**Dataset records:**
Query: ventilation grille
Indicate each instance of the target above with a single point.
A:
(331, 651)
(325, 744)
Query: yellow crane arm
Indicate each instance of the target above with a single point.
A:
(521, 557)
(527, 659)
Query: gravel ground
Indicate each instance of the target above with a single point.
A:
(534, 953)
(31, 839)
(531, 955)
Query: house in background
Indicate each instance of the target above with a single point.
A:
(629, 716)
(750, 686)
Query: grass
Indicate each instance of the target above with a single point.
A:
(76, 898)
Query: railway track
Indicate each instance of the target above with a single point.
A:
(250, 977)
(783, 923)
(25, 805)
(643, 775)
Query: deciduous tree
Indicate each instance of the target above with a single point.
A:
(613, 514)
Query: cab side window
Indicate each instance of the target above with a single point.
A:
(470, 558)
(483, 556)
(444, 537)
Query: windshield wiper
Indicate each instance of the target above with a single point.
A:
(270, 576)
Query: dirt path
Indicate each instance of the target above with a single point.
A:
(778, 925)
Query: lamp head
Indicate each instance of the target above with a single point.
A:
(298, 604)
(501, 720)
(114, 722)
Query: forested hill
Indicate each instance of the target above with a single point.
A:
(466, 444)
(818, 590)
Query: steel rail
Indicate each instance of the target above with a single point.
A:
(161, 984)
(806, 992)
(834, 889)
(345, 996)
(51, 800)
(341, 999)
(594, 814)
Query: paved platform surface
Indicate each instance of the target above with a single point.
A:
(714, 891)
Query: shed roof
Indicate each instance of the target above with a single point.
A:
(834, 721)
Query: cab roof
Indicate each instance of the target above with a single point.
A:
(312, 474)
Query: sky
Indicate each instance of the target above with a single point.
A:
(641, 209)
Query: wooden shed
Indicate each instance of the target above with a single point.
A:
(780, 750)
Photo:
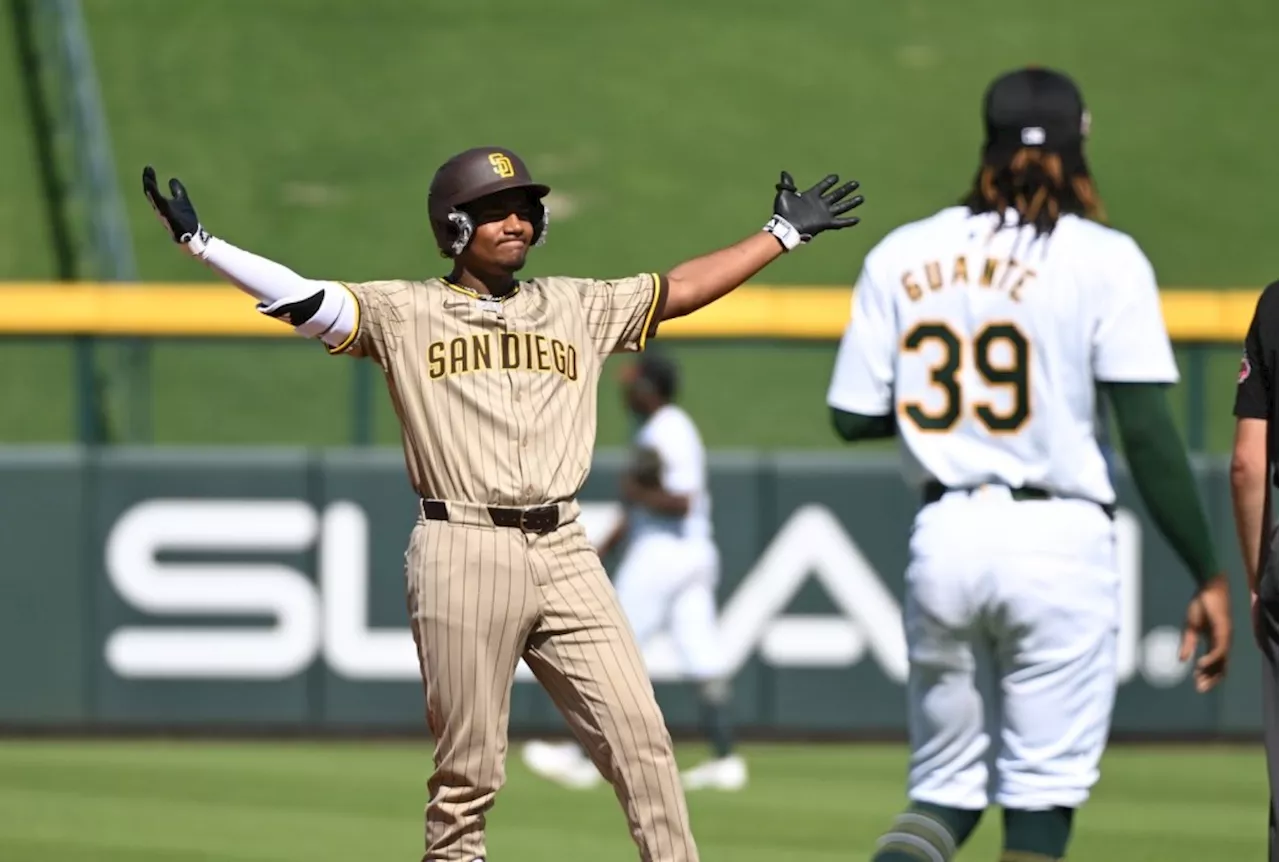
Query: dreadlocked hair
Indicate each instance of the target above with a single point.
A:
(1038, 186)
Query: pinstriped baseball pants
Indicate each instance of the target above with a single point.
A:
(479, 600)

**Work instructions:**
Rewrite the listing above, replacing "single point" with "single dot" everywhere and keeping every other line as it is. Leave out the pictures.

**Final result:**
Query: ventilation grille
Indicate each instance of the target above with a single dot.
A:
(331, 651)
(325, 744)
Query: yellow crane arm
Indicate each instance of the target above with a single dot.
A:
(521, 557)
(527, 659)
Query: gravel ground
Indicate each instance of the target above with a single dot.
A:
(534, 953)
(31, 839)
(531, 955)
Query: house in background
Indicate each instance of the target above with a single dot.
A:
(629, 716)
(750, 686)
Query: grass
Indicate each instance of the target above with a single dot.
A:
(76, 898)
Query: railway track
Indicate each instance of the target above with a single dot.
A:
(250, 977)
(783, 923)
(25, 805)
(643, 775)
Query: deciduous tree
Indicate each instance of the target above with a single dot.
A:
(613, 514)
Query: cab side window
Indicate each instance of the target above with a single dot.
A:
(470, 558)
(483, 556)
(444, 537)
Query: windshield wiper
Indicate each instance of the target above with a single dot.
A:
(270, 576)
Query: dirt path
Indicate each instance of the target above with a single dot.
A:
(778, 925)
Query: lamp head
Indicate each instance of the target above with a single dot.
A:
(298, 604)
(501, 720)
(114, 722)
Query: forested hill
Indicate each instance of the target above with a single dot.
A:
(466, 444)
(818, 590)
Query: steel rail
Indicate each instance of the target above with a single dot.
A:
(161, 984)
(806, 992)
(834, 889)
(345, 996)
(51, 800)
(341, 999)
(594, 814)
Query: paved platform surface
Indicate each instance of the target above with a single dot.
A:
(714, 891)
Query: shed roof
Indicate each instance of the target above with a single dot.
A:
(834, 721)
Query: cab roof
Indicate each instance of the target above with a single dot.
A:
(312, 474)
Query: sky
Indicate each instance of the target above with a single dot.
A:
(641, 209)
Query: wooden shed
Indicate each instance of the target above with a single dot.
A:
(780, 750)
Photo:
Query: dreadlocked hair
Indicate each instance of the target above with a single dot.
A:
(1038, 186)
Query: pinstriped baseball pants
Indicate each instance of the target above with a single dot.
A:
(479, 600)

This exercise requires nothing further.